» **What you need to do**:
Repeat exactly, and only, the lines of the entries below from the one with "For each instance of the tinted" through the one with "For each instance of the police officer pointing, set", both ends included.

» **Available records**:
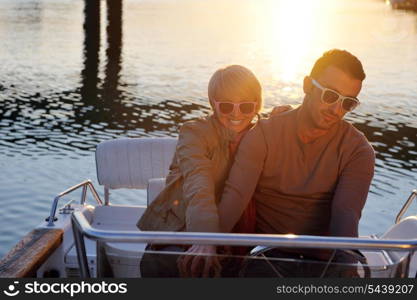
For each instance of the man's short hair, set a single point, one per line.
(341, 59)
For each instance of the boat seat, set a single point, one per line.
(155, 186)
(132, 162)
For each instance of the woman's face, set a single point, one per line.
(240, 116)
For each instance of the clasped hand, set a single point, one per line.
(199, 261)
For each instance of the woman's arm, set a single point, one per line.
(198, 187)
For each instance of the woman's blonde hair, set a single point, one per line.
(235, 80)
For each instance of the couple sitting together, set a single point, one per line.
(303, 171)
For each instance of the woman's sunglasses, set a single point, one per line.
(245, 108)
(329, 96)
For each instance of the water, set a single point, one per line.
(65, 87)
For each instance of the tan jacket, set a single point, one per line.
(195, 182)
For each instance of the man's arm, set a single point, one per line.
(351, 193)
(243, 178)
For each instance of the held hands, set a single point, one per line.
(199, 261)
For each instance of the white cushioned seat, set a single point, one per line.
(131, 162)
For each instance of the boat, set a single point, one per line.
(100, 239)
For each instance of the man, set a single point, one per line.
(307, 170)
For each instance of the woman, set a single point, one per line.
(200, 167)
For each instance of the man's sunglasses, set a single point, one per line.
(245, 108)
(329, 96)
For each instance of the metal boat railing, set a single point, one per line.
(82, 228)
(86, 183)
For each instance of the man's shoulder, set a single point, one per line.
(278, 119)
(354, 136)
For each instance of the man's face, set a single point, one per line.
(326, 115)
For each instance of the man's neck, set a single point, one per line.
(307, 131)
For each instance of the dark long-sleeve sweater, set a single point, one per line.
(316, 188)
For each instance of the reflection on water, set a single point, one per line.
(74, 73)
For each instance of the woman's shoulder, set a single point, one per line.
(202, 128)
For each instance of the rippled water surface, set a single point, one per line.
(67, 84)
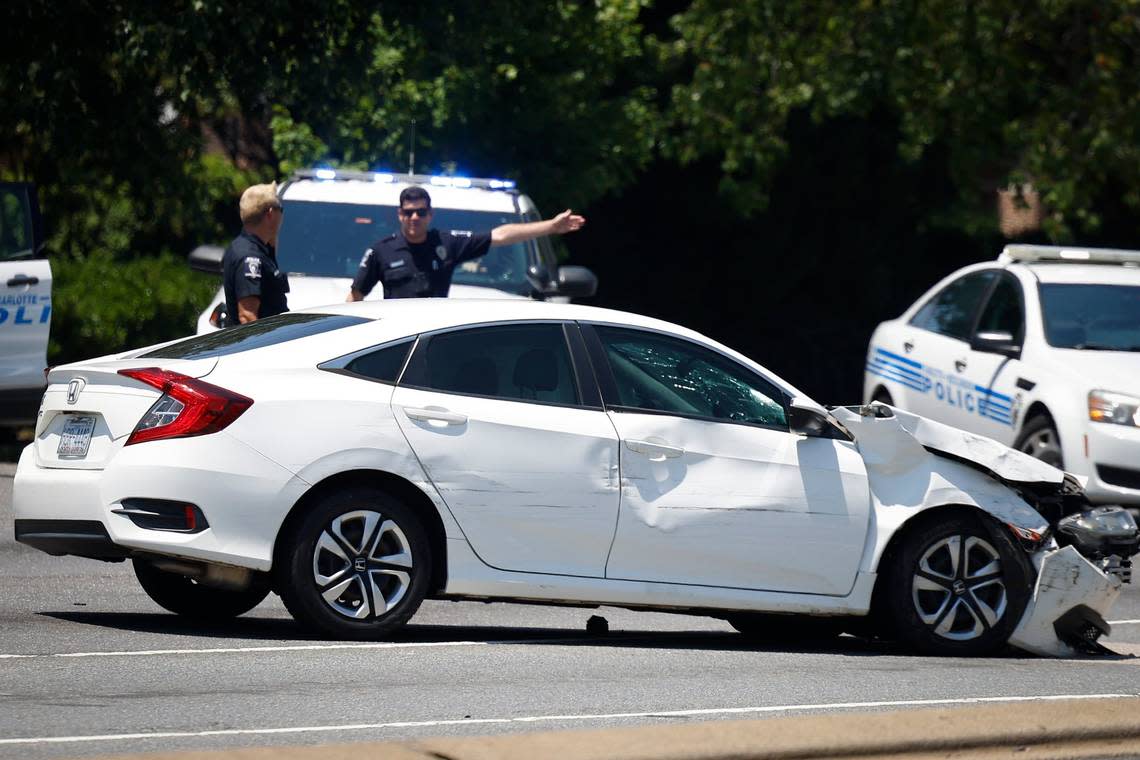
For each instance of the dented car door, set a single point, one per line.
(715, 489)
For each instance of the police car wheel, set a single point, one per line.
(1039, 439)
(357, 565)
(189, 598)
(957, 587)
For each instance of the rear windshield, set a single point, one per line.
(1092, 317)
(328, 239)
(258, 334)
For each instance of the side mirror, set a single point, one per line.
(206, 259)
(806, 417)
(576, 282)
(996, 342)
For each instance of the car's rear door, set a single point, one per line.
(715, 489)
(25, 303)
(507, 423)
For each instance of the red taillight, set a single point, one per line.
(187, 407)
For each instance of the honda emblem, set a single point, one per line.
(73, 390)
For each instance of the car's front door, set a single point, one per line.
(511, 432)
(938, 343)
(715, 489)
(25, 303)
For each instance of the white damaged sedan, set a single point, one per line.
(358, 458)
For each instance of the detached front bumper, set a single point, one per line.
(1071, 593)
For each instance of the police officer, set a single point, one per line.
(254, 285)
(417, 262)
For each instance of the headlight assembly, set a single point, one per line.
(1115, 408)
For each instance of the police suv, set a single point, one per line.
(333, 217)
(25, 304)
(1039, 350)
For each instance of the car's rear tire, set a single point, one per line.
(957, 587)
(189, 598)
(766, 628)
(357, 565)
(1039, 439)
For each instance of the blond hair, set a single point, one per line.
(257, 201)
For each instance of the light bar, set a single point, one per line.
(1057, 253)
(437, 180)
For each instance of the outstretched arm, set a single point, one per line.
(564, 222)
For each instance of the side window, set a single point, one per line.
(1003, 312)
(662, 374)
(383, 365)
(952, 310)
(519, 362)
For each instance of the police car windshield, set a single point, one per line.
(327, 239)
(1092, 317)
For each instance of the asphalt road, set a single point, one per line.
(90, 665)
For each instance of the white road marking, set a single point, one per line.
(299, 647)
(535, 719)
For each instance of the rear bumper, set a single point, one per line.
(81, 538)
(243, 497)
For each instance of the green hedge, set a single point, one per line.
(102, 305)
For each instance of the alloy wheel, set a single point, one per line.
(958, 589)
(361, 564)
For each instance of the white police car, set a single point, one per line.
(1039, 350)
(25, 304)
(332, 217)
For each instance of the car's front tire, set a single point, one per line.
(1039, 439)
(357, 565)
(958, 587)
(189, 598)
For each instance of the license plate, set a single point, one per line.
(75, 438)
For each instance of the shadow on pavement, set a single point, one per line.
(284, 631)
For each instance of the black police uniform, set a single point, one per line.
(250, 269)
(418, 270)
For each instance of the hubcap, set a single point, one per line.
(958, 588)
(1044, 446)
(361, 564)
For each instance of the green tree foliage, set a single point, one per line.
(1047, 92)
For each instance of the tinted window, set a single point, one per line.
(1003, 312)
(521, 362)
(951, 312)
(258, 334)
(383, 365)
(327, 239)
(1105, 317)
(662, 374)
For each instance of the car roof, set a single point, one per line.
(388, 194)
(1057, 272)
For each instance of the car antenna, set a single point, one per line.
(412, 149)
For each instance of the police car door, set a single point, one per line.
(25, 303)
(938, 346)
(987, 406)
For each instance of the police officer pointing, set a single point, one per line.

* * *

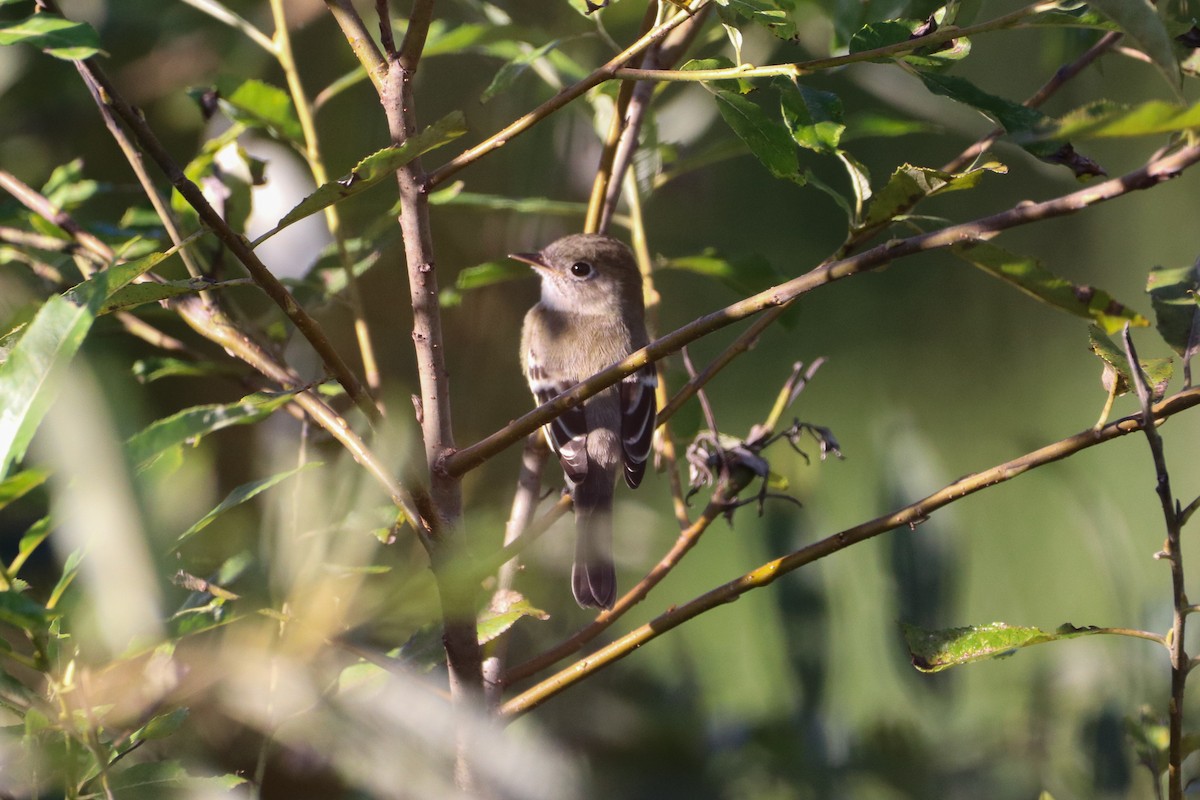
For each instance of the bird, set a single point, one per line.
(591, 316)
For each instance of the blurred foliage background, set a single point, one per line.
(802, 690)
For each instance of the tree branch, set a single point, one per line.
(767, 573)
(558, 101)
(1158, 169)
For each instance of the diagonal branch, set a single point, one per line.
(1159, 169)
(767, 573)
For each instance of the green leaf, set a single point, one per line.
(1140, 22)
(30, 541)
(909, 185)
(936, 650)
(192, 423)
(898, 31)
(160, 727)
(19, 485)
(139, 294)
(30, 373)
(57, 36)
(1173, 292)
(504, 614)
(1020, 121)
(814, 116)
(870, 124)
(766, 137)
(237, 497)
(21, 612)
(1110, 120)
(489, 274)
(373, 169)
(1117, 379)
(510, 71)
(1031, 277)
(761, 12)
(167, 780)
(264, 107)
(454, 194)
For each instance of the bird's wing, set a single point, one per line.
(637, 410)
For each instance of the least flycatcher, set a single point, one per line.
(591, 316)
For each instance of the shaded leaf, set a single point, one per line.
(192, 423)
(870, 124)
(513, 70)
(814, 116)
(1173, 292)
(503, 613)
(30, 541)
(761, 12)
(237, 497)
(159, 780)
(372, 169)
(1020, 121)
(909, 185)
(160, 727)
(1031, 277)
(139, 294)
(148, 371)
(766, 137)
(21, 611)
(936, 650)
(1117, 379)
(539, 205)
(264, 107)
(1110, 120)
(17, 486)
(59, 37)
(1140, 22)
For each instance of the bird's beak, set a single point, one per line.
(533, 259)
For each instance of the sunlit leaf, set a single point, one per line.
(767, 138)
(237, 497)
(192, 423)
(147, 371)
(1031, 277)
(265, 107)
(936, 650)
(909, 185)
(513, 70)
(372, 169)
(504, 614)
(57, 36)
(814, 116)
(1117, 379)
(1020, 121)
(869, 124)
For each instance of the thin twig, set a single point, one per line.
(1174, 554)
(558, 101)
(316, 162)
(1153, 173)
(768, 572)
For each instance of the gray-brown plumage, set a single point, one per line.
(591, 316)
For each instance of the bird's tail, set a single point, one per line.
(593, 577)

» **Worked solution**:
For each instance of the tinted window, set a single point, one per line.
(1003, 312)
(521, 362)
(951, 312)
(258, 334)
(383, 365)
(327, 239)
(1105, 317)
(662, 374)
For each instance of the car roof, set a single point, one per line.
(388, 194)
(1057, 272)
For each instance of the car antenna, set a single point, one per line.
(412, 149)
For each instance of the police car door, set a single point, one per line.
(25, 303)
(938, 346)
(987, 406)
For each instance of the police officer pointing, set a single point, one per line.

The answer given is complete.